DOCUMENT EXTRACT
————————

Adolescents are spending 6 hours or more with electronic devices
It may come as no surprise that American teenagers spend a lot time using entertainment media, but just how much time they spend might come as a shock.
American teens spend about nine hours a day (more than half the time they are awake), watching TV, videos and movies, playing video games, reading on tablets, listening to music and browsing social media channels, according to a recent report by Common Sense Media. Tweens – those between 8 and 12 years old – spend an average of six hours per day on these activities.
Despite the significant amount of time spent with media, researchers determined not all adolescents use media in the same way. For example, teen boys played video games more per day than girls, and girls spent more time on social media. Watching TV and listening to music were the media activities enjoyed the most and done most often.
“Our world is changing and kids are spending a lot of time with media – and they are doing it in a variety of ways and on many platforms,” said James P. Steyer, founder and CEO of Common Sense Media, in a news release. “There are a lot of ways media use can be educational and beneficial for our kids, from learning apps and websites to creating content.”
The research was based on a nationally representative survey of 2,658 kids between the ages of 8 and 18 years old conducted in February and March. The report was the first large-scale study to investigate tween and teens’ use of a full range of media.

————————

WORK REQUEST 1
Check each statement against the article on teen media use and answer yes or no, quoting the words of the article that decide it: (a) tweens spend an average of six hours per day on media activities; (b) girls played video games more per day than boys; (c) the survey covered 2,658 kids aged 8 to 18.
WORK REQUEST 2
Carry on the article on teen media use, starting after its final sentence.
None of the items is needed for work on the article on teen media use.

ENTRIES SUPPLIED
————————

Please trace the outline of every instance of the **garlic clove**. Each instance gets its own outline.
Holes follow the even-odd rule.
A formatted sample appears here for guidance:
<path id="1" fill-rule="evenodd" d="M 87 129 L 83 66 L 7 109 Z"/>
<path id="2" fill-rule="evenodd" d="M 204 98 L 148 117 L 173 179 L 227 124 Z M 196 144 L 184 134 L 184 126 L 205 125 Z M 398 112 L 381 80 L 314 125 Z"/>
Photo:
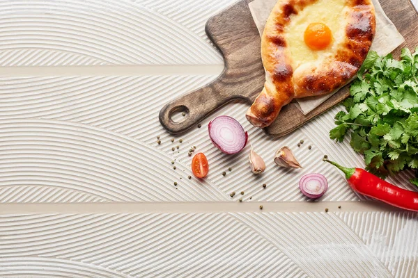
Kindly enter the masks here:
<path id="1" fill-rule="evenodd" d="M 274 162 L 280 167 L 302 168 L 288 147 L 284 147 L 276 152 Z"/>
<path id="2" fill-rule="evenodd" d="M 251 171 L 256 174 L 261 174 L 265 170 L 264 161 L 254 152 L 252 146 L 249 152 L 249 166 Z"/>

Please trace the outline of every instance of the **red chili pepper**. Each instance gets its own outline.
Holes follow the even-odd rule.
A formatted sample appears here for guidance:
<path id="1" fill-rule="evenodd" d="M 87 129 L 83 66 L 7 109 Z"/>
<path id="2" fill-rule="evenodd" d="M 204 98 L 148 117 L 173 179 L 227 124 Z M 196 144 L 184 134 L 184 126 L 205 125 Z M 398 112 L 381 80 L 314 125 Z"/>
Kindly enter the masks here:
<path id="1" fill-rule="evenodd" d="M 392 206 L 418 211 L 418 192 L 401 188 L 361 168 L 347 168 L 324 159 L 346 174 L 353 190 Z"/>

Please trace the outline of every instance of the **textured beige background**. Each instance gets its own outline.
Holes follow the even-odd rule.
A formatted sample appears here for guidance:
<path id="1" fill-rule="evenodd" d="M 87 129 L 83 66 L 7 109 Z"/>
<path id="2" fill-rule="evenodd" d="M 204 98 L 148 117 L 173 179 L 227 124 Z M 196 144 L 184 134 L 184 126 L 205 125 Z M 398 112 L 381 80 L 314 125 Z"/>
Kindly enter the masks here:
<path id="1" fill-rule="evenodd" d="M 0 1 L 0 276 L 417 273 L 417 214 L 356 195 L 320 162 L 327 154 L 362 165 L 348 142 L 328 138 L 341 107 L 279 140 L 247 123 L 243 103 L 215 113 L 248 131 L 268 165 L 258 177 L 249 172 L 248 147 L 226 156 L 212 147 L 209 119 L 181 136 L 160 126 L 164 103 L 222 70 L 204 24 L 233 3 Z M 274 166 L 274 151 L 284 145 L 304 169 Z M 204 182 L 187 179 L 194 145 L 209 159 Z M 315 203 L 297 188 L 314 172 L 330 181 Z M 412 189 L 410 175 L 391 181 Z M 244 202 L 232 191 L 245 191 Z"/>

————————

RESPONSE AREA 1
(a) Yes: "Tweens – those between 8 and 12 years old – spend an average of six hours per day on these activities."
(b) No: "teen boys played video games more per day than girls"
(c) Yes: "a nationally representative survey of 2,658 kids between the ages of 8 and 18 years old"

RESPONSE AREA 2
For more than 15 years, the American Academy of Pediatrics has advised parents to avoid screen time for children under the age of 2, and limit it to no more than two hours a day for those older than 2. However, the group is currently revising these guidelines.
Experts are hopeful to have the next set of guidelines out in the fall of 2016.
“I have long thought they were unrealistic guidelines,” says Dr. Dorothea Poulos, family medicine physician at Advocate Sherman Hospital in Elgin, Ill. “Look at our daily lives as adults. The smartphone and laptop have taken the place of the book, radio and television. We do our daily work on screens. Kids do schoolwork on screens and read, relax or exercise while they access their music on a device that is almost certainly not a radio or CD player.”
The Common Sense Media report also found that at least 50 percent of teens often or sometimes watch TV, use social networking, text or listen to music while doing homework.
“I think the better approach for teens and tweens is to first acknowledge the importance of technology in their life and accept it, not demonize it,” says Dr. Poulos. “Then adults should encourage and role model physical activity [healthy living and maintaining a normal weight are very important], and show their children ways to integrate technology into an active life.”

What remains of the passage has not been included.